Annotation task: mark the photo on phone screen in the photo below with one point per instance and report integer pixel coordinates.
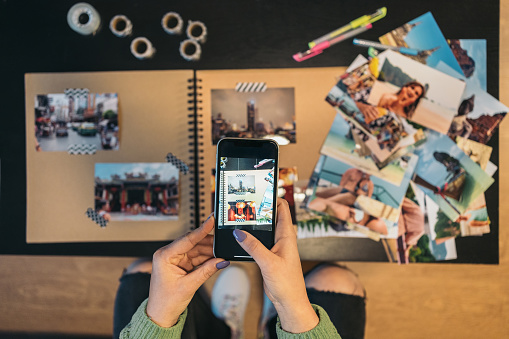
(246, 193)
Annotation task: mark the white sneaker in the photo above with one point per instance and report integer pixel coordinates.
(268, 312)
(229, 299)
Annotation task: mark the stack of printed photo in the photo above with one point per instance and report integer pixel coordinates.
(406, 156)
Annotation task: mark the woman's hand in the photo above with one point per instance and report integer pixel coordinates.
(281, 269)
(370, 112)
(174, 277)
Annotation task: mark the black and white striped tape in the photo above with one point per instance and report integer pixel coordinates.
(251, 87)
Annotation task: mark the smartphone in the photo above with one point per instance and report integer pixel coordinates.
(246, 193)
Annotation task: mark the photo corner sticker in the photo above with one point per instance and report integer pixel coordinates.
(182, 166)
(98, 219)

- Task directions
What is wanted is an exact repetition of the lines from the one with "Annotation task: mark the white" through the last line of the material above, both ends included.

- Result for this exercise
Annotation task: mark the white sneaker in the photo above with one point per instance and report integer pixel coordinates.
(268, 312)
(229, 299)
Annotation task: mark the stack of printed photo in the photo above with one point per instance and report integer pixel coordinates.
(406, 156)
Annotation task: mark the woman's hand in the photo above with one point per instance and report integer pixel coordinates.
(281, 269)
(370, 112)
(174, 277)
Annotation task: mark the black and white striped tape in the photo above with one point per instance and report integer pixel coordinates.
(251, 87)
Annotation task: mark the smartphone in the photo above with one point per instance and report integer pixel coordinates.
(246, 193)
Annotation task: mark the photo corner sticker in the photo above with one point per instance and report integer pixel coordinates.
(182, 166)
(98, 219)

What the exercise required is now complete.